» What you have to do
Write out only the lines from the line that holds "the black office" to the end of the listing below, inclusive, with the pictures omitted.

+===+

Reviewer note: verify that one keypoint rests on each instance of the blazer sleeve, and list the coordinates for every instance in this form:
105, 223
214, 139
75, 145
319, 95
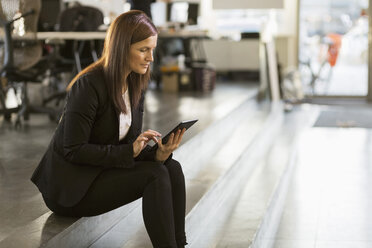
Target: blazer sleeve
147, 154
81, 109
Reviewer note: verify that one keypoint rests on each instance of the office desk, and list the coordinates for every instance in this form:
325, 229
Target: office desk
101, 35
71, 35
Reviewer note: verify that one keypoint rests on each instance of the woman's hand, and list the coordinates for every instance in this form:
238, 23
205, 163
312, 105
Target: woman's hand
142, 141
165, 150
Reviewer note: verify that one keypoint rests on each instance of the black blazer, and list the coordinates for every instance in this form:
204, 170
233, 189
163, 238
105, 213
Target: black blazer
86, 142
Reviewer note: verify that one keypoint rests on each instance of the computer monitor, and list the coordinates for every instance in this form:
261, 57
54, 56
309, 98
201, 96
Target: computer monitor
49, 13
159, 13
183, 12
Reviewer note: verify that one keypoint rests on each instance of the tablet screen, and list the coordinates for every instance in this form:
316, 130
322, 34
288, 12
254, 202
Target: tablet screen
181, 125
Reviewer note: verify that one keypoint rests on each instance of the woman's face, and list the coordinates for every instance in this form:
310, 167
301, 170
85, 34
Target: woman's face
141, 54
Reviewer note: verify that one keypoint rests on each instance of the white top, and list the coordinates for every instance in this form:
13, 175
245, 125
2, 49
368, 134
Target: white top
125, 120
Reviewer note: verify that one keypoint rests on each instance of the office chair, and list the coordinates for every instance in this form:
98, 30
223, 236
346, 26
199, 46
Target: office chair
80, 19
20, 56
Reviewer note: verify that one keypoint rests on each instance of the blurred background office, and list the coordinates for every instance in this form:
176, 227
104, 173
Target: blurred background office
282, 90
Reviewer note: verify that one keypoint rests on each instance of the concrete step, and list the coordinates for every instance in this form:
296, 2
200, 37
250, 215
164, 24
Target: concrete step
253, 210
50, 230
200, 181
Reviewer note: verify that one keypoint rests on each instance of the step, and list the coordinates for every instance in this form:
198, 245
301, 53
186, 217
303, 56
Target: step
197, 184
50, 230
254, 210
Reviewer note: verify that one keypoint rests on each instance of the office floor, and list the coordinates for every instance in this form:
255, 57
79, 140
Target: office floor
330, 199
21, 149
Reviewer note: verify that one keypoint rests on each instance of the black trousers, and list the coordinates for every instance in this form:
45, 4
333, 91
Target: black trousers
162, 188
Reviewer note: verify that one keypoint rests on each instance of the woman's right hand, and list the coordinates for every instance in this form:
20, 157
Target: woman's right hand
142, 141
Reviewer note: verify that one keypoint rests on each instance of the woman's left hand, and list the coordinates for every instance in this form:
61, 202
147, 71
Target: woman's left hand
165, 150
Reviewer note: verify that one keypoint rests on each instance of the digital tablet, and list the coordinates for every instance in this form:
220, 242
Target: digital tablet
181, 125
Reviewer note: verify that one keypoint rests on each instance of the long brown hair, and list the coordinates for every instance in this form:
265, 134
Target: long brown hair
128, 28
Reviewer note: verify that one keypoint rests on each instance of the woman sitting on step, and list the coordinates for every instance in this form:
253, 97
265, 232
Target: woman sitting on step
98, 159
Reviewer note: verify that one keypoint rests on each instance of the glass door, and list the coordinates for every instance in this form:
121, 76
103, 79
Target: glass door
333, 47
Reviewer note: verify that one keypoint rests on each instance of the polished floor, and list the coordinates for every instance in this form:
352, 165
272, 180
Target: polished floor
22, 148
330, 198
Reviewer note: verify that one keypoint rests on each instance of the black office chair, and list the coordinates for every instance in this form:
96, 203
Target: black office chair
20, 57
81, 19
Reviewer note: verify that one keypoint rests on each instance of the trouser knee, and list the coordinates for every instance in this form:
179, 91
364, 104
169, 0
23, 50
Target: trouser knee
175, 171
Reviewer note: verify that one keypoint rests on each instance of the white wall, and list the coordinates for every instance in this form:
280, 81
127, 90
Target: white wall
247, 4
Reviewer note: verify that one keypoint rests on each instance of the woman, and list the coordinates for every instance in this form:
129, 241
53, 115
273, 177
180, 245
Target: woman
98, 160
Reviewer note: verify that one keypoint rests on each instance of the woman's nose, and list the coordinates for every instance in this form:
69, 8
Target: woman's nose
150, 57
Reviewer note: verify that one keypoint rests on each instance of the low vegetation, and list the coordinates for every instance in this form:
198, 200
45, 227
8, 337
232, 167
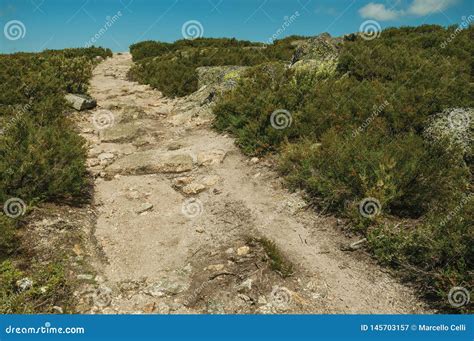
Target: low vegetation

+===+

» Exercise result
Reviewer note: verify that one keypoint rests on each instance of the black office chair, and list the coordinates for every instance in this form:
96, 203
Target: black office chair
20, 57
81, 19
Reviewer note: verify that one keypoint rests on each instance of the trouser knee, and list the coordinates for every instance in this form:
179, 91
364, 104
169, 0
23, 50
Target: trouser knee
175, 171
Reviewer note: verify that one keypoint rests on each instance of the white wall, and list the coordinates for every instance in this form:
280, 81
127, 90
Target: white wall
247, 4
Reviewer note: verify that one keypoint rests on each instance of the woman, and list the coordinates for every instance in this form:
129, 241
53, 115
273, 177
180, 245
Target: woman
98, 160
Reviewer note: verify that one keypoint rests on each instance of the woman's nose, and list the coordinates for every instance in this form:
69, 8
Target: woman's nose
150, 57
Reviewer note: verify that one keypoint rests on each instance of the low vegetation, and list the coordinates for every instance in this form:
198, 200
45, 227
8, 337
232, 167
Target: low vegetation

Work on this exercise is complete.